課題の指示 —
記録のうち、「Trace tree canopy in this frame.」を含む行から「[213,167,237,178]」を含む行まで(両端を含む)を、列名を「番号」と「内容」とする二列のMarkdown表にまとめること。各行に行番号と行の文字列を入れ、空行は除き、画像は答えに含めない。

掲載記録 —
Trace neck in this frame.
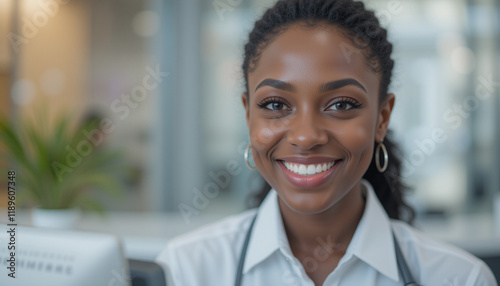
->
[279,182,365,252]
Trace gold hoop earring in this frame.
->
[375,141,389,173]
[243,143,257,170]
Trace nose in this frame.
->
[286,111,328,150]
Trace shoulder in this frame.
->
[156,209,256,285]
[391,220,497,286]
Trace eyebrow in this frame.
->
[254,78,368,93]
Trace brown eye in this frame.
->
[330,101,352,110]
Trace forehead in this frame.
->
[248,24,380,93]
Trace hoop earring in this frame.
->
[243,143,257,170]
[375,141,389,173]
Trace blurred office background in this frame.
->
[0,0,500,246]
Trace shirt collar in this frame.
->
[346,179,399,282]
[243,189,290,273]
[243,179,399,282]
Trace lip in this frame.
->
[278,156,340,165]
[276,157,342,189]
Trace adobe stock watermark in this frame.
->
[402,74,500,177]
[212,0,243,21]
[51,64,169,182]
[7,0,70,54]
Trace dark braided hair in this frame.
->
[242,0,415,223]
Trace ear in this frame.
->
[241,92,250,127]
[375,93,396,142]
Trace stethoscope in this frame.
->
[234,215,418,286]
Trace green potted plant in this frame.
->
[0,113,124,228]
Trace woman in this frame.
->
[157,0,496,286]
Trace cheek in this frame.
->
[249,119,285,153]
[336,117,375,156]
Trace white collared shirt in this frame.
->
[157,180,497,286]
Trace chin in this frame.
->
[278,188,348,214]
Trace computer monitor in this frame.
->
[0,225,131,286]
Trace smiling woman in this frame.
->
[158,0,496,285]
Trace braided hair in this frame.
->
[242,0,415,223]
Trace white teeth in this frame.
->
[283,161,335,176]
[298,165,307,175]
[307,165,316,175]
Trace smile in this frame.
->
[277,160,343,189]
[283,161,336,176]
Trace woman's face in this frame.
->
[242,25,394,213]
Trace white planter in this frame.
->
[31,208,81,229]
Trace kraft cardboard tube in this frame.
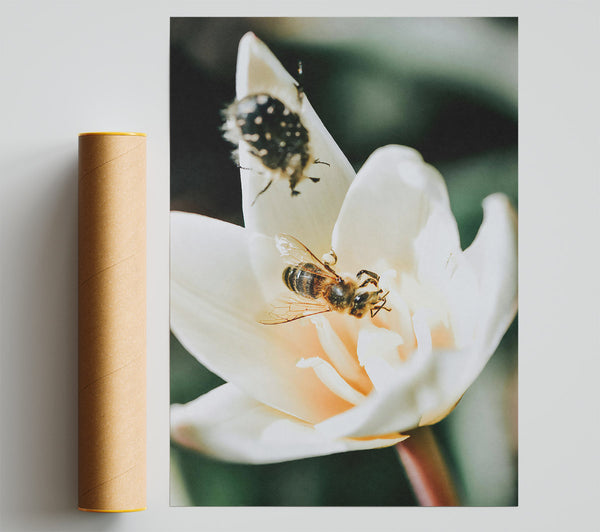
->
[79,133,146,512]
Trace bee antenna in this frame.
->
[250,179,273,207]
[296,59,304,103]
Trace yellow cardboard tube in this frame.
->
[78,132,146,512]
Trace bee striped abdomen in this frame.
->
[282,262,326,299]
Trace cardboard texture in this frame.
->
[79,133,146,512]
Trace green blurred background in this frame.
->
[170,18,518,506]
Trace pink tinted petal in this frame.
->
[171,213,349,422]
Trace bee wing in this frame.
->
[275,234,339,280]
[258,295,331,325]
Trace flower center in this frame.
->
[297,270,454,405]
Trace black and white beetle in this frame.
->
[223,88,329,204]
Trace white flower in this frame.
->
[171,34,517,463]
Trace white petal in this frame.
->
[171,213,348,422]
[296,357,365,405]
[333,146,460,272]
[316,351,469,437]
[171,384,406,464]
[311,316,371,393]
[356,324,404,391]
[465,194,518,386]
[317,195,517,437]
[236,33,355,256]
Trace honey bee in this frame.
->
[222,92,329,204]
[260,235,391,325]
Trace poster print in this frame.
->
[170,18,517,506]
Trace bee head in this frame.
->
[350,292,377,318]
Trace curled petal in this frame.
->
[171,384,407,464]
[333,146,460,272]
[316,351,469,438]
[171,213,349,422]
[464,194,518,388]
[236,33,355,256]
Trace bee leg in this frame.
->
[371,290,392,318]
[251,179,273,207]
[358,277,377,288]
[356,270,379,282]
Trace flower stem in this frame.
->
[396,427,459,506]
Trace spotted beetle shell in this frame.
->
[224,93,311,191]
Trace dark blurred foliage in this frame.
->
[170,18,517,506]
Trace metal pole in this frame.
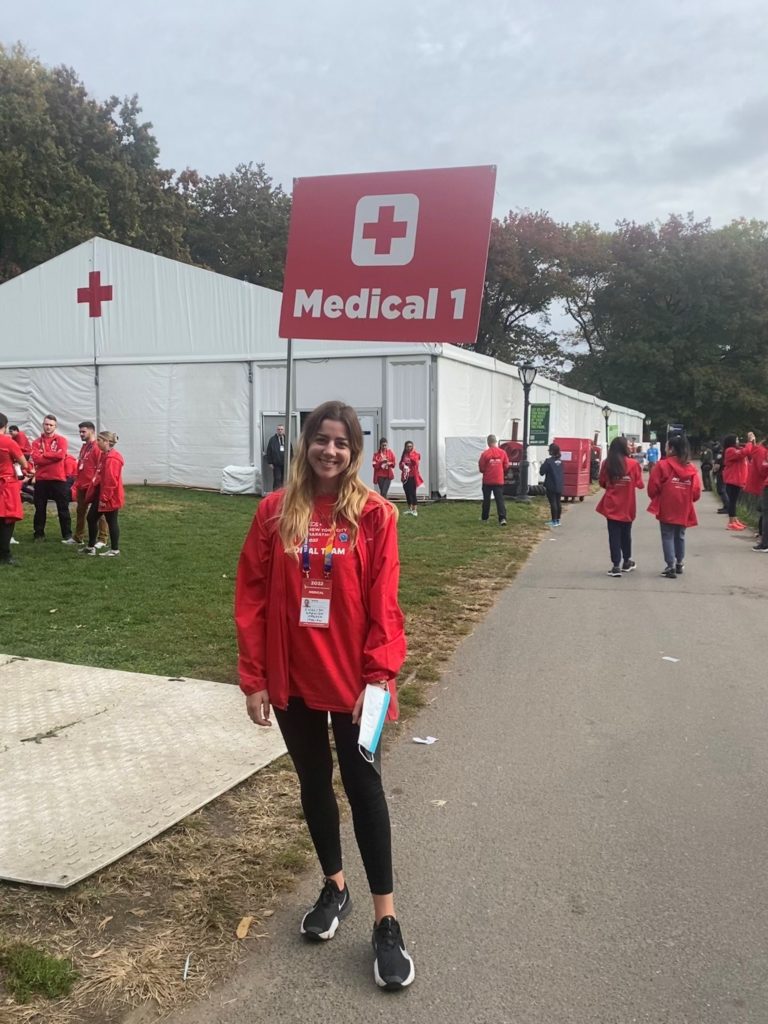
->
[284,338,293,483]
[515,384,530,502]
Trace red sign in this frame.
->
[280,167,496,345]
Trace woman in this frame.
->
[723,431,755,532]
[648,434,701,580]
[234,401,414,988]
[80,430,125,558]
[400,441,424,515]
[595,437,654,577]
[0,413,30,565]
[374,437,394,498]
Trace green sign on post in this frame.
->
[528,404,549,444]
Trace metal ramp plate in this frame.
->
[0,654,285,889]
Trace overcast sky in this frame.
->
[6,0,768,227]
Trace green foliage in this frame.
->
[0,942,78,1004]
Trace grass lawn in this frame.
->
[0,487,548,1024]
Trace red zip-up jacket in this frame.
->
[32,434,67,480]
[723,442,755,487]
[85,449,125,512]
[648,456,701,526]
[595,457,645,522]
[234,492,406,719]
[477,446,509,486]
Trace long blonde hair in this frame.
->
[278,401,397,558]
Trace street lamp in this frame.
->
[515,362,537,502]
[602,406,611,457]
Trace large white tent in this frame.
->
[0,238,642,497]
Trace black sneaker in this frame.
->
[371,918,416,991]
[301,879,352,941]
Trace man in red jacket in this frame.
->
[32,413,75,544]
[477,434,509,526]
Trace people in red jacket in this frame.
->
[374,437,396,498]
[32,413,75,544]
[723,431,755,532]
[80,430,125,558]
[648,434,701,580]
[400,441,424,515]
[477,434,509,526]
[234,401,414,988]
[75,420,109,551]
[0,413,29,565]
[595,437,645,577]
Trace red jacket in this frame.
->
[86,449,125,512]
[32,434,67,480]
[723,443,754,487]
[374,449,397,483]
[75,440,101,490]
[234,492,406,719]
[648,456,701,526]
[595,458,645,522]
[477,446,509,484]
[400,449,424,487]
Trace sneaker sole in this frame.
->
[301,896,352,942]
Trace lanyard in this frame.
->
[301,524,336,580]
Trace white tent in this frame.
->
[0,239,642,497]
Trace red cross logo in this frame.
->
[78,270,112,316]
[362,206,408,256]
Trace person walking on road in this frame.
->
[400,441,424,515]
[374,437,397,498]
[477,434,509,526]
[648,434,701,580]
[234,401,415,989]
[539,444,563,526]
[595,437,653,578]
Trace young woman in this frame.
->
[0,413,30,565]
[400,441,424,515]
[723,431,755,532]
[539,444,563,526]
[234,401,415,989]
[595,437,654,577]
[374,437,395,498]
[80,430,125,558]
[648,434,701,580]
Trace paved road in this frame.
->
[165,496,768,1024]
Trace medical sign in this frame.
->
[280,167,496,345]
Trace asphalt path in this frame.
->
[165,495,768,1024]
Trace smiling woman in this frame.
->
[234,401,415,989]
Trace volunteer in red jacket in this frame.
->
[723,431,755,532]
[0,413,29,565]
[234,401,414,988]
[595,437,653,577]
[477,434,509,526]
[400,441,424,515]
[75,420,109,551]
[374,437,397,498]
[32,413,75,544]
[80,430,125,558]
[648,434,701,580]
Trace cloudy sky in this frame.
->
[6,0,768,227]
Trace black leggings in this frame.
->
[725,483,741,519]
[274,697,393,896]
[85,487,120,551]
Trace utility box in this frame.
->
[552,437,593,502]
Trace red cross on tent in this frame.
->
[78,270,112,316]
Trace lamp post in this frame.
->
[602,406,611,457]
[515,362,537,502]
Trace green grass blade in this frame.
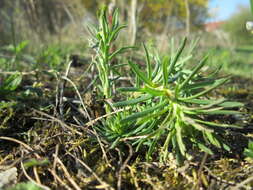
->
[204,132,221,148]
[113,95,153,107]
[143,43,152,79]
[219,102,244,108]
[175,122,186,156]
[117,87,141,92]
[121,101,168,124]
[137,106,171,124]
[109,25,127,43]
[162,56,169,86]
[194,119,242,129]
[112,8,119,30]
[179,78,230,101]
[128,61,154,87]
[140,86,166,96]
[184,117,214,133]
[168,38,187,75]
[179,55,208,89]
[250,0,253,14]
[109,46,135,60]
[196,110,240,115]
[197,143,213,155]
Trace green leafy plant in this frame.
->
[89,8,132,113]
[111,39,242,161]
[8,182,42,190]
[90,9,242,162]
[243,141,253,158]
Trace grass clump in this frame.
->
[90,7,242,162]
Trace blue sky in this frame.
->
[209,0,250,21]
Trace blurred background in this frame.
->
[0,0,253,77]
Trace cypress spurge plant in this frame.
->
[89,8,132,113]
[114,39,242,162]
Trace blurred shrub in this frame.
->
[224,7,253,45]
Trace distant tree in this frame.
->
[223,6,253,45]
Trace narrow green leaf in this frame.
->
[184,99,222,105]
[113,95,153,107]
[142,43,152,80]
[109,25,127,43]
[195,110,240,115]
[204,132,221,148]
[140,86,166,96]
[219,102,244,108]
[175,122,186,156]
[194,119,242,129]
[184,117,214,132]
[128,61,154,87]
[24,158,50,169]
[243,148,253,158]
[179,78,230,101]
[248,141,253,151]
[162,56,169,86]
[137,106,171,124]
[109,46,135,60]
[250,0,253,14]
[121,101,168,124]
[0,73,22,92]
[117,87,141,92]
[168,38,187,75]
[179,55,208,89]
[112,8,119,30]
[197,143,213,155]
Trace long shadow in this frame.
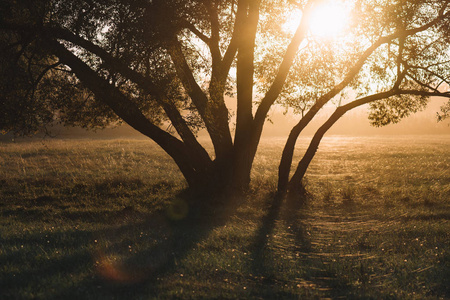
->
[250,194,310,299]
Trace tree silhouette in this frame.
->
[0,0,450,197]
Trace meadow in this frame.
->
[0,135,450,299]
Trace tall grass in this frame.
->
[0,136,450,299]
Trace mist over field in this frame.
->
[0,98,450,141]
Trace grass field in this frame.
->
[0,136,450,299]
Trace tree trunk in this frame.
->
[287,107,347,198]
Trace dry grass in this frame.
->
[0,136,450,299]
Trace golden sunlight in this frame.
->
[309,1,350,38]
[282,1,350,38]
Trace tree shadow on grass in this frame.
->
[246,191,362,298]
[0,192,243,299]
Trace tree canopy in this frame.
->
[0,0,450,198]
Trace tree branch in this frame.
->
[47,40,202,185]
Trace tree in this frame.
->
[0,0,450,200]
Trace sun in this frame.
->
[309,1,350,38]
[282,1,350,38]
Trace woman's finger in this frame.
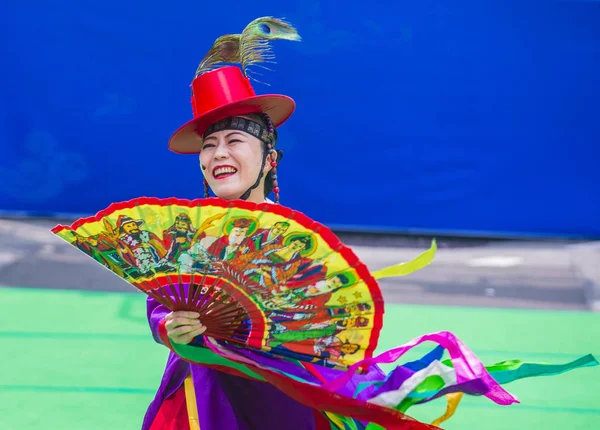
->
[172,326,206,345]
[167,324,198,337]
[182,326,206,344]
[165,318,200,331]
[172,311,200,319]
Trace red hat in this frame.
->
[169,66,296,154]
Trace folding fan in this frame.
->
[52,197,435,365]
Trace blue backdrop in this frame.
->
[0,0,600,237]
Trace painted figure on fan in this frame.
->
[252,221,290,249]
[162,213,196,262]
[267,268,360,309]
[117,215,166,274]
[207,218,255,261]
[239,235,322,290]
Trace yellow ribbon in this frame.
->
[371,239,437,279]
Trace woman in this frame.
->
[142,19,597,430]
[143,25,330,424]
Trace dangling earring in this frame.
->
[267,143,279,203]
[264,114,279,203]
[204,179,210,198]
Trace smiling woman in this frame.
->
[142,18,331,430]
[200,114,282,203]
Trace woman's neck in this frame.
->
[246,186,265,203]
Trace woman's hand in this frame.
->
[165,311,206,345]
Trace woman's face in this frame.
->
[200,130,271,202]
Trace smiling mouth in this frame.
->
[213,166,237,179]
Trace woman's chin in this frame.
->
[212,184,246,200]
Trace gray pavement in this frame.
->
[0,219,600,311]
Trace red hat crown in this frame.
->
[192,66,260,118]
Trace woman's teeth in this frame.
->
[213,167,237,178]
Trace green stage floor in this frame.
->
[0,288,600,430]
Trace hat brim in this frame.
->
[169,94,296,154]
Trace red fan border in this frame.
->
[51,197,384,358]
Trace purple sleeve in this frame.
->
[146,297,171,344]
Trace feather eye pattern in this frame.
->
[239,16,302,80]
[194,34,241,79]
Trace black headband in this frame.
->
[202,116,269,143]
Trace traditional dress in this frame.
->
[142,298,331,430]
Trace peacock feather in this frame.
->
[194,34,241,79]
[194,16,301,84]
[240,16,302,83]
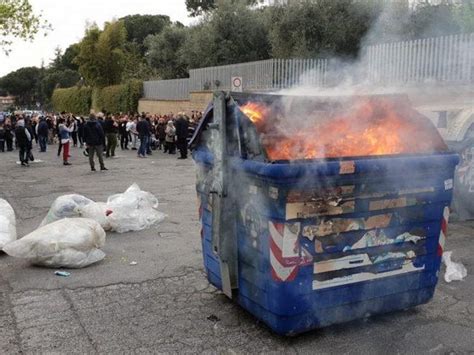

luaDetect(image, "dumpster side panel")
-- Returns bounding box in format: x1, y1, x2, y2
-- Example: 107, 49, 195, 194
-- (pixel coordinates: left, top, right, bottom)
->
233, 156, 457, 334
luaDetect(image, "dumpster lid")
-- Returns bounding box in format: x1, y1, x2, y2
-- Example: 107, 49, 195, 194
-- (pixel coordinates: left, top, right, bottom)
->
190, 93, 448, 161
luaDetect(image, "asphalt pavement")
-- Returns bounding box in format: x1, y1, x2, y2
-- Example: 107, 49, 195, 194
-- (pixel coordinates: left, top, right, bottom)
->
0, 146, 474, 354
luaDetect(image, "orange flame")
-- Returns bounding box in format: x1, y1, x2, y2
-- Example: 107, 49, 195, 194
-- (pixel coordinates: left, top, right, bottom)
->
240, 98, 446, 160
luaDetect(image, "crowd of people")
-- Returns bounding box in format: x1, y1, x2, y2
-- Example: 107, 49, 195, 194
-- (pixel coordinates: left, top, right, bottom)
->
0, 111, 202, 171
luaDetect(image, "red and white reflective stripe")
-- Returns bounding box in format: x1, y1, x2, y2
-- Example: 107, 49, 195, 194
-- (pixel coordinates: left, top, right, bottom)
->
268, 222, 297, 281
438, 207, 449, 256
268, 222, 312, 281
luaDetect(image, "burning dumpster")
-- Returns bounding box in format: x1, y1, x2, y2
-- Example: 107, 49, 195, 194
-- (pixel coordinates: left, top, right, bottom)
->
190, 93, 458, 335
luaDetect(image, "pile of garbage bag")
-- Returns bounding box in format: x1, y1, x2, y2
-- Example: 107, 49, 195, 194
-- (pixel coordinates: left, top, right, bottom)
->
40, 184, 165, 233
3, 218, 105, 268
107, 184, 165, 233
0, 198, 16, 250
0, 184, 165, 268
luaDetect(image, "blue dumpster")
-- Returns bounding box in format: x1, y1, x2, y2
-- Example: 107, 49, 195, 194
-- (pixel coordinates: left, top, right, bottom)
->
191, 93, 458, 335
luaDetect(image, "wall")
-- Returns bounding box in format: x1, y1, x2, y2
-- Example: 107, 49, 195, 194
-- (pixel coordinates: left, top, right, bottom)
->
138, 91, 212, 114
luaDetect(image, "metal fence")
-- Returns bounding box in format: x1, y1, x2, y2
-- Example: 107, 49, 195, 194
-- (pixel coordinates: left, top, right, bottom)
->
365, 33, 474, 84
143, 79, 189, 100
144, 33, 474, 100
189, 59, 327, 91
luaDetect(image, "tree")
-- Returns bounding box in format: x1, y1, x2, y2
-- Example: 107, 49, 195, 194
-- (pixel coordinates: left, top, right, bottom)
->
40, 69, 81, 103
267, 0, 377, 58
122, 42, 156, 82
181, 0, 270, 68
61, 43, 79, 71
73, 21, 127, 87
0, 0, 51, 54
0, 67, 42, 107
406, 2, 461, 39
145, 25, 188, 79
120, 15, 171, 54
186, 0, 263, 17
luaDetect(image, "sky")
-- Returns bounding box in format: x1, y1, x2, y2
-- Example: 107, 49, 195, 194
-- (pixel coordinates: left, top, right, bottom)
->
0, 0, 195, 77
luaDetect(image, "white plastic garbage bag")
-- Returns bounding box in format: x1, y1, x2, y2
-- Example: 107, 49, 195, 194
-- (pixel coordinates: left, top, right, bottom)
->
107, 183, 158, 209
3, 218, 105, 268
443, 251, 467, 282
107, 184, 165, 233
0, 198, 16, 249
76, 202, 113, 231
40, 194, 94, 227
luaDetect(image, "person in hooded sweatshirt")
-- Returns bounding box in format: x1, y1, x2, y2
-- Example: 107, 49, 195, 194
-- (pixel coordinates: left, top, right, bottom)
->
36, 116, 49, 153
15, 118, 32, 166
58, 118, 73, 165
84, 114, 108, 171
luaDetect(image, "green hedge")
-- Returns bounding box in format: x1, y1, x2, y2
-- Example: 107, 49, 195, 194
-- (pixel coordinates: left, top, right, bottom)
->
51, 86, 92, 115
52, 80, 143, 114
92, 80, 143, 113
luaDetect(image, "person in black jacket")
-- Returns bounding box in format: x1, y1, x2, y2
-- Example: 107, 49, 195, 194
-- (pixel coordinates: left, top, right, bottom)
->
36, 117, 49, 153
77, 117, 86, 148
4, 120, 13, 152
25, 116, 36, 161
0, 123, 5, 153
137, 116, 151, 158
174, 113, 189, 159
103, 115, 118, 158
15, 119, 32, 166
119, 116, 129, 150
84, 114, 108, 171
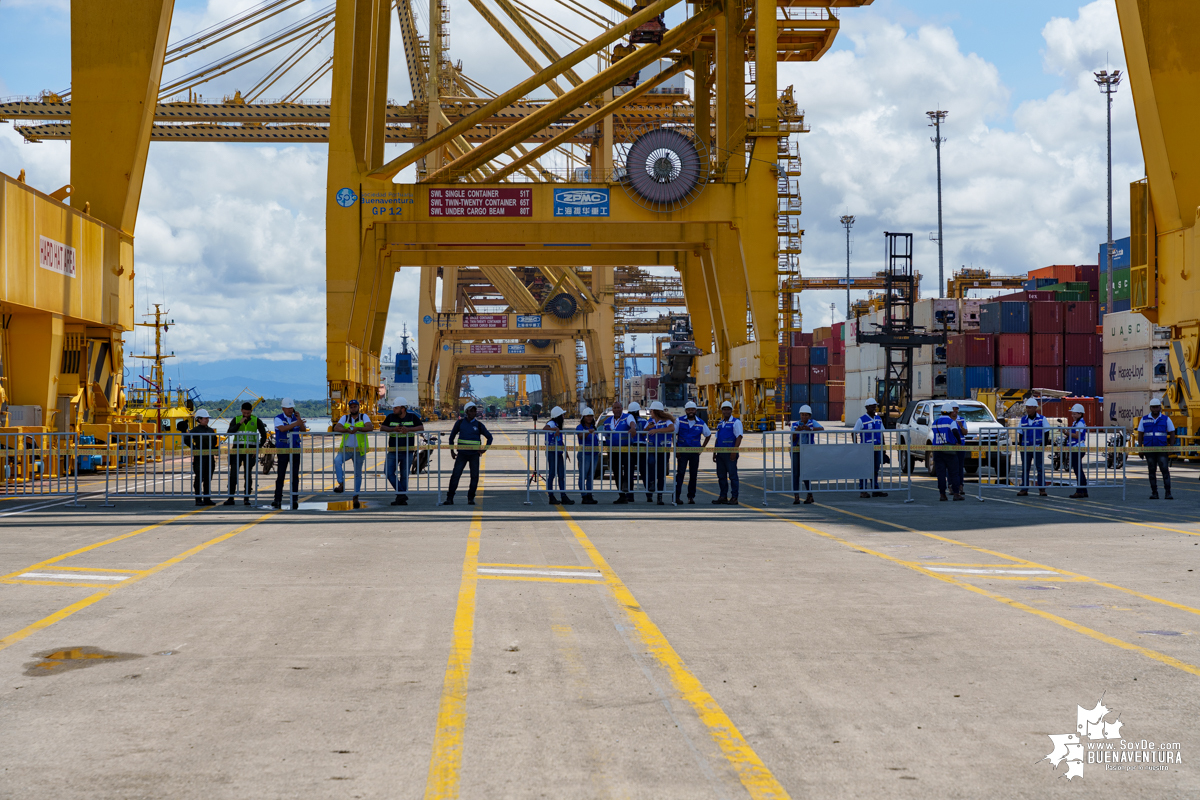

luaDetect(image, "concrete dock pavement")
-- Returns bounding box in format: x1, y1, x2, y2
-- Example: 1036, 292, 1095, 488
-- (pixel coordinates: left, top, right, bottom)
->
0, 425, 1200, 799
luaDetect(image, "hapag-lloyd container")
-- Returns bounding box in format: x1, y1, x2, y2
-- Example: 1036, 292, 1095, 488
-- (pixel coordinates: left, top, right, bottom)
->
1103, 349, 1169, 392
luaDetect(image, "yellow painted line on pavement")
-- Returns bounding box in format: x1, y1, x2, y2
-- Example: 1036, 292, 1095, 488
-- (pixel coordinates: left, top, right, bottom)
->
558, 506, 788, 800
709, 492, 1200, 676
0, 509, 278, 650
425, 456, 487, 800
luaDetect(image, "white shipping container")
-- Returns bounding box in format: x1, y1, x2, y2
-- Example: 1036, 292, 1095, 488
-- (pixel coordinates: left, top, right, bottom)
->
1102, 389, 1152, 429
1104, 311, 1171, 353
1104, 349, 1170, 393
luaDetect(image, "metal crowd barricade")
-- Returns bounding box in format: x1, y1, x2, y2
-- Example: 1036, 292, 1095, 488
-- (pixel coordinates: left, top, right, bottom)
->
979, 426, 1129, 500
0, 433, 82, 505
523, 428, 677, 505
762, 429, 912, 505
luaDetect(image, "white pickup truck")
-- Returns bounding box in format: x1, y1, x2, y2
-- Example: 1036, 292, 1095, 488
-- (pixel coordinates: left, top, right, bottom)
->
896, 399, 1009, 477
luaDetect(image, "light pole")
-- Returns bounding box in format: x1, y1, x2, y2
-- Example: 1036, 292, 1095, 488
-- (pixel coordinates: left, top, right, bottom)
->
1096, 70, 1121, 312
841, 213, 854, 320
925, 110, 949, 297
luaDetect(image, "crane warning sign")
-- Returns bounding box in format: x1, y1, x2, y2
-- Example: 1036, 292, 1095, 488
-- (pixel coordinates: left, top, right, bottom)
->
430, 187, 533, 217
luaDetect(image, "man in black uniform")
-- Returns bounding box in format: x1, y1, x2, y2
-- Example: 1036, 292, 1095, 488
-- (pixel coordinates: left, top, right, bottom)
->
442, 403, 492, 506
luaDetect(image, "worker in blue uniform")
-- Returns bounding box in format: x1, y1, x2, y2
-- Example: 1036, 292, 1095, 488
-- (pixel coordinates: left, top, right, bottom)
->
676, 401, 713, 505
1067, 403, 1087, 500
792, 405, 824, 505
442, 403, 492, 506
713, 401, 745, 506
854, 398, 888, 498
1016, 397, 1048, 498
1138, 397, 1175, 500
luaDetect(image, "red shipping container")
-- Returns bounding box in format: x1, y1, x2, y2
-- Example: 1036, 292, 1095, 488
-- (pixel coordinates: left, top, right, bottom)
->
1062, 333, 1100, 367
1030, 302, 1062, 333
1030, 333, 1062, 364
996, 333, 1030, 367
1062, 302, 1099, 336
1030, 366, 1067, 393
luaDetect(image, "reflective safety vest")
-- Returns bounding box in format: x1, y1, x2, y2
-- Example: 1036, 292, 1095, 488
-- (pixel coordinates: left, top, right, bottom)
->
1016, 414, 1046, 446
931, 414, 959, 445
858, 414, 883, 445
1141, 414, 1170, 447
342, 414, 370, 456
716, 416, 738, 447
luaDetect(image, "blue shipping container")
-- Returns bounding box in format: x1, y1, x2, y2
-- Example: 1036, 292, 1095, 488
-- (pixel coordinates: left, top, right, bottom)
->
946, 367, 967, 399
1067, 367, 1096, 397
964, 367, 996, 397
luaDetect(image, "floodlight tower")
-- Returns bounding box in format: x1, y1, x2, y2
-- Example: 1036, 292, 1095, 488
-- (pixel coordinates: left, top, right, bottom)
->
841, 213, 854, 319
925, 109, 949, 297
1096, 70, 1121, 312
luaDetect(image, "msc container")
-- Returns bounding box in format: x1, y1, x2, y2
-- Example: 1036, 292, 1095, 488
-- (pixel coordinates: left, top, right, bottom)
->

演習の解答 —
| 番号 | 内容 |
|---|---|
| 1 | Trace tree canopy in this frame. |
| 2 | -> |
| 3 | [0,0,450,198] |
| 4 | Trace tree branch in this frame. |
| 5 | -> |
| 6 | [47,40,202,185] |
| 7 | Trace tree in this frame. |
| 8 | -> |
| 9 | [0,0,450,200] |
| 10 | Trace sun in this frame. |
| 11 | -> |
| 12 | [309,1,350,38] |
| 13 | [282,1,350,38] |
| 14 | Trace woman's finger in this frame. |
| 15 | -> |
| 16 | [172,326,206,345] |
| 17 | [167,324,198,337] |
| 18 | [182,326,206,344] |
| 19 | [165,318,200,331] |
| 20 | [172,311,200,319] |
| 21 | Trace red hat in this frame. |
| 22 | -> |
| 23 | [169,66,296,154] |
| 24 | Trace folding fan in this frame. |
| 25 | -> |
| 26 | [52,197,435,365] |
| 27 | Trace blue backdrop in this frame. |
| 28 | -> |
| 29 | [0,0,600,237] |
| 30 | Trace painted figure on fan in this frame. |
| 31 | -> |
| 32 | [252,221,290,249] |
| 33 | [162,213,196,262] |
| 34 | [267,268,360,309] |
| 35 | [117,215,166,274] |
| 36 | [207,218,255,261] |
| 37 | [239,235,322,290] |
| 38 | Trace yellow ribbon in this frame. |
| 39 | -> |
| 40 | [371,239,437,279] |
| 41 | Trace woman in this frame. |
| 42 | -> |
| 43 | [142,19,597,430] |
| 44 | [143,25,330,424] |
| 45 | Trace dangling earring in this frame. |
| 46 | -> |
| 47 | [267,143,279,203] |
| 48 | [264,114,279,203] |
| 49 | [204,179,210,198] |
| 50 | Trace smiling woman in this frame. |
| 51 | -> |
| 52 | [142,18,331,430] |
| 53 | [200,114,282,203] |
| 54 | Trace woman's neck in this frame. |
| 55 | -> |
| 56 | [246,186,265,203] |
| 57 | Trace woman's hand in this frame. |
| 58 | -> |
| 59 | [165,311,206,345] |
| 60 | Trace woman's face in this frame. |
| 61 | -> |
| 62 | [200,130,271,202] |
| 63 | Trace smiling mouth in this frame. |
| 64 | -> |
| 65 | [213,166,237,179] |
| 66 | Trace woman's chin in this frame. |
| 67 | -> |
| 68 | [212,184,246,200] |
| 69 | Trace gray pavement in this frame. |
| 70 | -> |
| 71 | [0,219,600,311] |
| 72 | Trace red hat crown in this frame. |
| 73 | -> |
| 74 | [192,66,260,118] |
| 75 | Trace woman's teeth in this frame. |
| 76 | -> |
| 77 | [213,167,237,178] |